• **TASK DIRECTIONS**
The printed result should hold only the lines from the opening of the data through the line bearing "Tag one point on each instance of the jockey's ear", exactly as given and without pictures.
MATERIALS PROVIDED: Begin
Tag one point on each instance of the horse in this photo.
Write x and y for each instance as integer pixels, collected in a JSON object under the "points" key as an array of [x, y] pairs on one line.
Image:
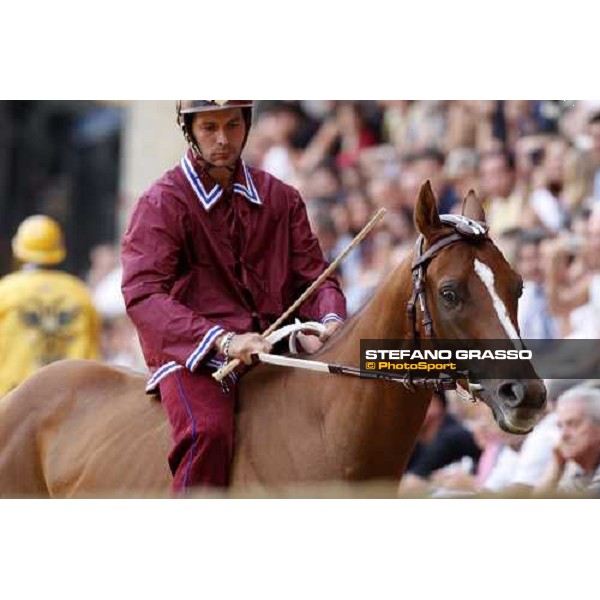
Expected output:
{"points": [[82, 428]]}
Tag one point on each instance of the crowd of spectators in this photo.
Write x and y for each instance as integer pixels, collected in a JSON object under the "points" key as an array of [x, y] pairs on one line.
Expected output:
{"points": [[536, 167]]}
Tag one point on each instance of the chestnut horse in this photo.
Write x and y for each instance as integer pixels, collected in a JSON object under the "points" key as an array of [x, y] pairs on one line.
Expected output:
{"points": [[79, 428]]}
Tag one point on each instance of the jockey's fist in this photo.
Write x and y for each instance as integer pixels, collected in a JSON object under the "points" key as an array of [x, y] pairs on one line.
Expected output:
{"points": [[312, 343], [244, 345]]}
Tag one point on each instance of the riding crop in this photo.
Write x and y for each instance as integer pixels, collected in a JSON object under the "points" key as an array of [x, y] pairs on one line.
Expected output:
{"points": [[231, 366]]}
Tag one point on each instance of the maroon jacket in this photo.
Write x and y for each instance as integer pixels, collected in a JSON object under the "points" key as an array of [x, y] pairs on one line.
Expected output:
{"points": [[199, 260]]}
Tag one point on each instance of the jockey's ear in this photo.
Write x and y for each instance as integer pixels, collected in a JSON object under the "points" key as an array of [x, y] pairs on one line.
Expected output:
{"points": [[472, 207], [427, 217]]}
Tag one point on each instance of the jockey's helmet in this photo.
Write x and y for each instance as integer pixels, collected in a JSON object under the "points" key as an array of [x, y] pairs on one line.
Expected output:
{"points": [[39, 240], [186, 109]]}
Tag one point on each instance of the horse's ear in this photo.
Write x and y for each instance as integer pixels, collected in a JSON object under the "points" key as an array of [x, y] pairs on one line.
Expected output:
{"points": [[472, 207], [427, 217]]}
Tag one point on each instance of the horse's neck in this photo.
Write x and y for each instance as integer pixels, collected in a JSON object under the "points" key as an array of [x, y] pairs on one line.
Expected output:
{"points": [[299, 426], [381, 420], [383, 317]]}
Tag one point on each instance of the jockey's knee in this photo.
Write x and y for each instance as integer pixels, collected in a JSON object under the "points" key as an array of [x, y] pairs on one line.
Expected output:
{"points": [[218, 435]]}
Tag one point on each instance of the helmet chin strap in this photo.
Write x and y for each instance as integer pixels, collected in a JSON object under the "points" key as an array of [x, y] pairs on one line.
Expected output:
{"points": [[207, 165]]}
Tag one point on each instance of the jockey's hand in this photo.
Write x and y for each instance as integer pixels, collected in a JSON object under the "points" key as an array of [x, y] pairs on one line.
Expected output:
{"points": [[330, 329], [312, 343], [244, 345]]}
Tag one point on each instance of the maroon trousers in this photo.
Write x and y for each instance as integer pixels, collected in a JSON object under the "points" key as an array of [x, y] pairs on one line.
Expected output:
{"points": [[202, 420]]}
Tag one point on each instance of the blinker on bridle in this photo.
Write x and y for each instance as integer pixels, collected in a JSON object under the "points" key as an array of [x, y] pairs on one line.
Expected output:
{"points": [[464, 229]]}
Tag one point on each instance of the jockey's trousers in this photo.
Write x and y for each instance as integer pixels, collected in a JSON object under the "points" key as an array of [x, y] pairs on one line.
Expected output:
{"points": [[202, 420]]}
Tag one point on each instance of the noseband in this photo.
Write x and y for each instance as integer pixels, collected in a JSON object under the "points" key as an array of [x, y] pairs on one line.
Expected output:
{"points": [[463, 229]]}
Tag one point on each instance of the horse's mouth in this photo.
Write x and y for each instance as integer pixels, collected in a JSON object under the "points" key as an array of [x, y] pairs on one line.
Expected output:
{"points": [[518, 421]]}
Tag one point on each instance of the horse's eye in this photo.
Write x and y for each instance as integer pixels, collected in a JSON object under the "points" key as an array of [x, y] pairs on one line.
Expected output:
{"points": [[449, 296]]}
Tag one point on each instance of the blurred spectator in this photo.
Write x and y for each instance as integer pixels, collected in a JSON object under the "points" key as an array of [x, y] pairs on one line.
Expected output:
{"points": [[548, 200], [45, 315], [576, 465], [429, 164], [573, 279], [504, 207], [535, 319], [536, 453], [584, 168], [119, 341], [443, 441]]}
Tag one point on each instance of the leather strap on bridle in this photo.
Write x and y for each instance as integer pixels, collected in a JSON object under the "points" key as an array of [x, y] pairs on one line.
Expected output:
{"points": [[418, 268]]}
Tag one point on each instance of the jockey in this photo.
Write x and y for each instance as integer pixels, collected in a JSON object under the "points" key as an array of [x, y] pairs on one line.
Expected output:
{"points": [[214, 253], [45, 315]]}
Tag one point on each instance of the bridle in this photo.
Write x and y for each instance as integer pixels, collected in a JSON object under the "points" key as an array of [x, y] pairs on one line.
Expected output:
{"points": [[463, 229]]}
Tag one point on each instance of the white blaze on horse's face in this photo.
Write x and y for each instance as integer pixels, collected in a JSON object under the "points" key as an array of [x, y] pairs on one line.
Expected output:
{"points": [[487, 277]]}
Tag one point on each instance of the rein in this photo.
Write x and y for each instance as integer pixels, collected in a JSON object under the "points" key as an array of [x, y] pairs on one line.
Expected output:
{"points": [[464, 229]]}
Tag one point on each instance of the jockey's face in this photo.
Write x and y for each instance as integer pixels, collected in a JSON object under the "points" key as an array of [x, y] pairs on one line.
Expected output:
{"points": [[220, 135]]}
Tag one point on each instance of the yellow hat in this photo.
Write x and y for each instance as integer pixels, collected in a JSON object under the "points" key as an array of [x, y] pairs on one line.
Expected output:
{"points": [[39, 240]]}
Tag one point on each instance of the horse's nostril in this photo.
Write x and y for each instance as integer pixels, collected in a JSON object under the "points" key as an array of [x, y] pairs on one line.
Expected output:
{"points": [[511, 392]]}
MATERIALS PROVIDED: End
• **EXERCISE RESPONSE**
Tag one point on each instance of the horse in this photo.
Write x and y for each instance as integer pixels, collected in a JSON object under the "points" key as an array of [x, y] pairs on one line.
Image:
Expected output:
{"points": [[82, 428]]}
Tag one point on each instance of the crowd of spectators in this photo.
Write x and y for each instance as integer pixels, collected in a JSON object under the "points" key as an array of [x, y] pairs on one line.
Expected output:
{"points": [[536, 167]]}
Tag one point on each instance of the chestnut horse in this photo.
Write x and y for each instance as integer pixels, collected in a JSON object under the "points" key as an array of [x, y] pairs on one line.
Expected output:
{"points": [[79, 428]]}
Tag one point on each instance of the jockey's fist in this photo.
Write x and y for each instance as integer pixels, collected in a JSON object under the "points" key as an array of [x, y] pairs on one line.
Expected output:
{"points": [[312, 343], [244, 345]]}
Tag one point on each instance of the riding crop in this photo.
Write x and y for each instance as integer pixels, collected in a JSON object under the "points" key as an array of [x, y] pairs on one line.
Expected output:
{"points": [[231, 366]]}
Tag one point on each instance of the maroon jacket in this photo.
Write x and y for each instance as integer pixels, collected in a JSON object under the "points" key as an array of [x, y] pairs on one line.
Expected output:
{"points": [[199, 260]]}
Tag one point on each instance of the jockey's ear in this photo.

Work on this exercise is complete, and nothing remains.